4-Mustafa KANTARCI (GÖZLEM)

4-Mustafa KANTARCI (GÖZLEM)

BİR TABLO BİR BAĞIŞ

Büyük Önder, Mustafa Kemal Atatürk, kadının, erkekle birlikte, öğrenim yapması, sosyal, kültürel ve ekonomik hayatta, birlikte görev alması görüşünü benimsemek ve savunmakla kalmamış, onun döneminde, Türk kadını, aile kurma ve istediği mesleği seçme, hak ve özgürlüğü gibi sosyal haklar kazanmıştır. Bu sayededir ki Türk kadınları, her alanda aktif olarak çalışıyorlar. Pek çoğu da başarılı, kariyer çizgisine sahiptir.
Bugün Türk kadını, oldukça donanımlı, hazırlıklı; bilinçli ve kadın olarak, her göreve taliptir. Yaşadıkları, onca ağır soruna rağmen, yaşamın her alanında var olmaya çalışıyor. Ekonomiden, sanata, siyasetten, spora, her geçen gün yenileri eklenen, başarılı Türk kadını profili, diğer ülkelere, örnek teşkil edecek aşamaya geldi. Özellikle iş hayatında, başarılı kadın girişimcilerimiz, Avrupa'ya, model olacak bir performansa sahipler.
Ayrıca Türk insanı, erkek ve kadın birlikte, her alanda başarılı olacağına inanmak zorundadırlar. Nitekim ATATÜRK, " Bir toplum, bir millet, erkek ve kadın denilen iki cins insandan meydana gelir. Mümkün müdür ki, bir toplumun yarısı, topraklara zincirlerle bağlı kaldıkça, diğer kısmı göklere yükselebilsin!" demiştir.
Ülkemizde, sanat alanında kadınlarımız; toplum içindeki nüfus oranına göre erkeklerden daha fazla yer almaktadırlar. Fakat sanatı, meslek haline dönüştürmede, erkeklere göre sayıları çok daha azdır. Ayrıca sanat dünyasının, erkek izleyicileri, erkek sanatını öne çıkarırlarken, kadının sanatını, daima geri planda bırakmaktadırlar.

======

§ Amaç
Lütfen belge bölümüne dayanarak şu soruları yanıtlayın:
(a) Atatürk'ün sözüne göre bir toplum, bir millet hangi iki cins insandan meydana gelir?
(b) Başarılı kadın girişimcilerimiz iş hayatında nereye model olacak bir performansa sahiptir?
(c) Sanatı meslek haline dönüştürmede kadınların sayısı erkeklere göre nasıldır?

======

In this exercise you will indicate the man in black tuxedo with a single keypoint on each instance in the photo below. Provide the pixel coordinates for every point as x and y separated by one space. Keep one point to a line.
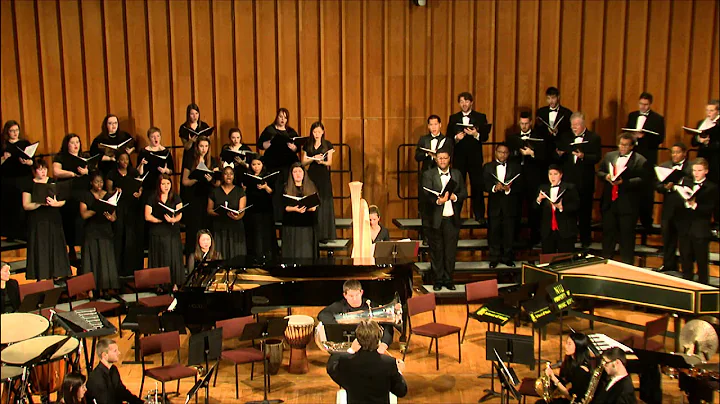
366 375
621 191
426 151
578 151
618 387
467 130
527 148
503 202
442 217
553 115
694 221
559 220
672 203
647 145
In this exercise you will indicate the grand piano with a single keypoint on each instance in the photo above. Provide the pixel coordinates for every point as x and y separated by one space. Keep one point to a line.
239 286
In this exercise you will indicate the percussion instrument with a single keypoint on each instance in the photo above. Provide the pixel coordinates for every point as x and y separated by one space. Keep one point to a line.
298 334
45 377
18 327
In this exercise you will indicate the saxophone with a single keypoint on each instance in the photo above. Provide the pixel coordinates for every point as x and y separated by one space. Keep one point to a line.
592 387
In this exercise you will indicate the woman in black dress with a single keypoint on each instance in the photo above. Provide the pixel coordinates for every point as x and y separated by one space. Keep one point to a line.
154 159
241 156
197 192
259 222
108 143
228 226
129 227
575 370
165 246
69 166
14 171
378 232
205 250
298 232
98 251
317 155
280 153
46 254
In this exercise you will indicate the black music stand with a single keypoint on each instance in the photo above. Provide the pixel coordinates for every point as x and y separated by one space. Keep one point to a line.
274 328
204 382
512 348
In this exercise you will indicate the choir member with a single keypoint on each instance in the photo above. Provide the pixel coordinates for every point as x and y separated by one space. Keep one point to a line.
558 225
693 221
111 136
443 217
129 228
647 145
9 290
317 155
625 174
466 149
426 154
578 152
527 148
14 171
575 374
228 224
197 191
98 251
165 248
259 222
298 232
554 119
618 387
377 231
277 139
241 158
46 254
154 159
205 250
672 204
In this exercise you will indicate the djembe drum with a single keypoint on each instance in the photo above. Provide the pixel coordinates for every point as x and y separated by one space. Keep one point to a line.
298 334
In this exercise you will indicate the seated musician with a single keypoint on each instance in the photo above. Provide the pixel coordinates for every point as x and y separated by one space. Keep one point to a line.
575 372
352 294
104 385
618 388
9 291
367 375
73 389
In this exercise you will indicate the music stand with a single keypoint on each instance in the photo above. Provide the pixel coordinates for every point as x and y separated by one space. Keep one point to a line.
511 348
264 330
203 382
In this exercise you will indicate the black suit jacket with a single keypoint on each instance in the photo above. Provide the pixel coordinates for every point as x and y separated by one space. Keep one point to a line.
421 156
634 178
672 201
649 143
582 172
696 222
567 219
368 377
431 180
500 204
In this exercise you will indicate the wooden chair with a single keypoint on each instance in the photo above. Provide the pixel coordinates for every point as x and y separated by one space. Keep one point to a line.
233 328
478 292
160 344
434 330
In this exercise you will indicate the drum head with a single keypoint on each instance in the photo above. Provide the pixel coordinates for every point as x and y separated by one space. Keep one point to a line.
25 351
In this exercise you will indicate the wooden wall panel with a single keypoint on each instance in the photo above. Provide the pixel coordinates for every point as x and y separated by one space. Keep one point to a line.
372 71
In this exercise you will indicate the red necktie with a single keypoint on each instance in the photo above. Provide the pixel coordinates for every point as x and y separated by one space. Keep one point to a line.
615 187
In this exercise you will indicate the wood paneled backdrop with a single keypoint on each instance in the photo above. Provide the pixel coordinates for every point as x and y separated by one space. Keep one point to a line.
371 70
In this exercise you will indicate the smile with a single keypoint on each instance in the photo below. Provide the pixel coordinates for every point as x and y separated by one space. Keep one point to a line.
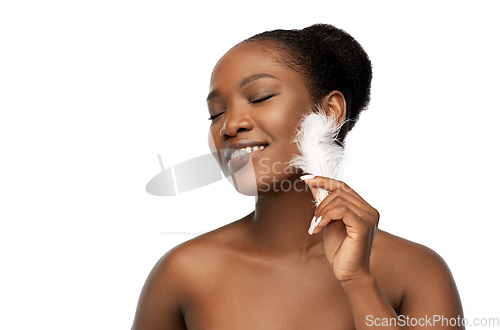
244 151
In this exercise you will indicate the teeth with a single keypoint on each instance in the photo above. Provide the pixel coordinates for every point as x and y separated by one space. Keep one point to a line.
244 151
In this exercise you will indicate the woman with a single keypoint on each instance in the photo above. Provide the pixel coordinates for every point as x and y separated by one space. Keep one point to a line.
265 271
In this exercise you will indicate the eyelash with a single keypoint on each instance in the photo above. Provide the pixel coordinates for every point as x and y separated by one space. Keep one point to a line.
215 116
265 98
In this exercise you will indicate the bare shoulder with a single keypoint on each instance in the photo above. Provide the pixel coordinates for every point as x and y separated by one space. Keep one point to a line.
404 256
415 275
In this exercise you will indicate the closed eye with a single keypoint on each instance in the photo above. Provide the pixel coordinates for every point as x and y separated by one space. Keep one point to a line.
262 99
215 116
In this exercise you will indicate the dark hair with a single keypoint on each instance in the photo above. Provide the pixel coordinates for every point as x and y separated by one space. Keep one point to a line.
330 59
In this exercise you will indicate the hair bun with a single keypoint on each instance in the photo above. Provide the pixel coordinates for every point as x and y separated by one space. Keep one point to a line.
354 59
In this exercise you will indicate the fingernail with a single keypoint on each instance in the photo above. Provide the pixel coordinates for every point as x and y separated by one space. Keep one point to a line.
312 226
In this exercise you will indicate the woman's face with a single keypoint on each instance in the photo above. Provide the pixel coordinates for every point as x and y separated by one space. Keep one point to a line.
258 103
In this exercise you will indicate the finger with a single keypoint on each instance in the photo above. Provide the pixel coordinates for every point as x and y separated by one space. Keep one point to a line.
339 194
350 214
338 188
330 185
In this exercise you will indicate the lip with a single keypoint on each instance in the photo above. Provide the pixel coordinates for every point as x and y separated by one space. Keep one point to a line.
242 144
238 163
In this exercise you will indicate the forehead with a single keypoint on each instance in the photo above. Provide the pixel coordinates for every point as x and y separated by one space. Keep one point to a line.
249 58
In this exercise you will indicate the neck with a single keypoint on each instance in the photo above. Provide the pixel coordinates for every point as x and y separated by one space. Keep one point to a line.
282 218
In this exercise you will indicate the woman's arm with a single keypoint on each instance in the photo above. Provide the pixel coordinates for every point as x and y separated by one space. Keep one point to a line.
158 306
350 224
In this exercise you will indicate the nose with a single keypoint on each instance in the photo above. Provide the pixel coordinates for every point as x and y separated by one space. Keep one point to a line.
236 120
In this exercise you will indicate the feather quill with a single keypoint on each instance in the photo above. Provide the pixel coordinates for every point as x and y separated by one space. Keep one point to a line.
320 151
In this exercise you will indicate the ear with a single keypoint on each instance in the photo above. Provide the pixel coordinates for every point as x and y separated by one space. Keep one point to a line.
335 105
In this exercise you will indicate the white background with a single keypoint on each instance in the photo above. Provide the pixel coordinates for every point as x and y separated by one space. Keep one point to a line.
92 91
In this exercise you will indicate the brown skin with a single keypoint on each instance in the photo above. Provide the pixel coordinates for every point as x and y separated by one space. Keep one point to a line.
265 271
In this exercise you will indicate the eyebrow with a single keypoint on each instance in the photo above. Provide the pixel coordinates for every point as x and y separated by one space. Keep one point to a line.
245 81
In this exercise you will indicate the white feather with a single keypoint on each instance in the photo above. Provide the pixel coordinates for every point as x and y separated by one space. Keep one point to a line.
320 154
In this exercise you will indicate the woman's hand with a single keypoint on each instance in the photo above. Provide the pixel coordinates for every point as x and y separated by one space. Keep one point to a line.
350 224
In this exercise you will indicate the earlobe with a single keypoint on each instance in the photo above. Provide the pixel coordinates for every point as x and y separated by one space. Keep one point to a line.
335 105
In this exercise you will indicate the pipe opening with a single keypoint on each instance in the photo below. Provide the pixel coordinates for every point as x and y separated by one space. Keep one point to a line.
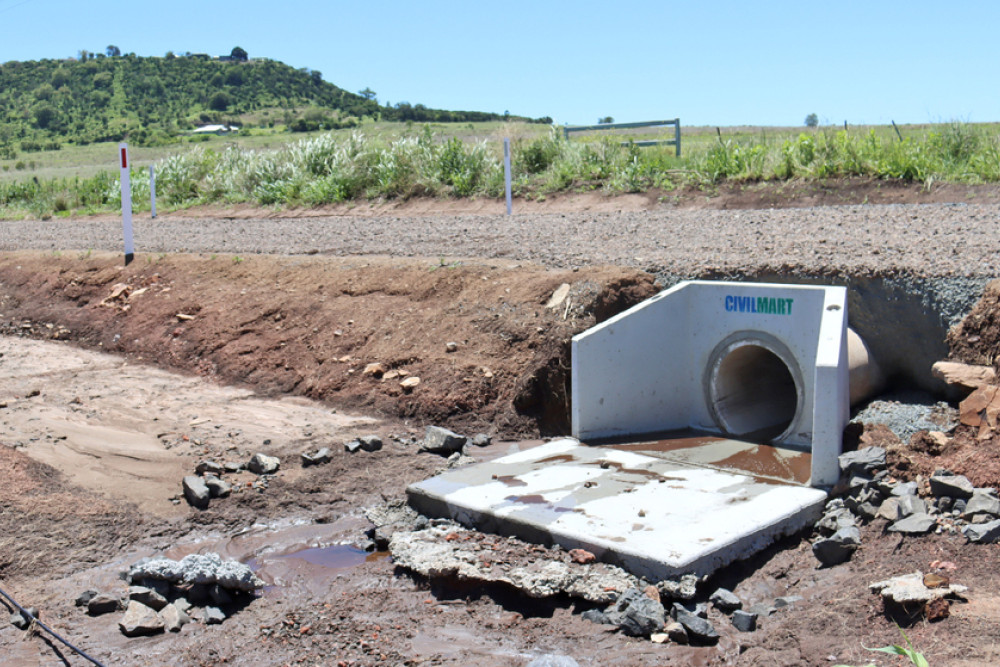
753 392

======

§ Göreve Yanıt
(a) Erkek ve kadın.
(b) Avrupa'ya.
(c) Erkeklere göre çok daha azdır.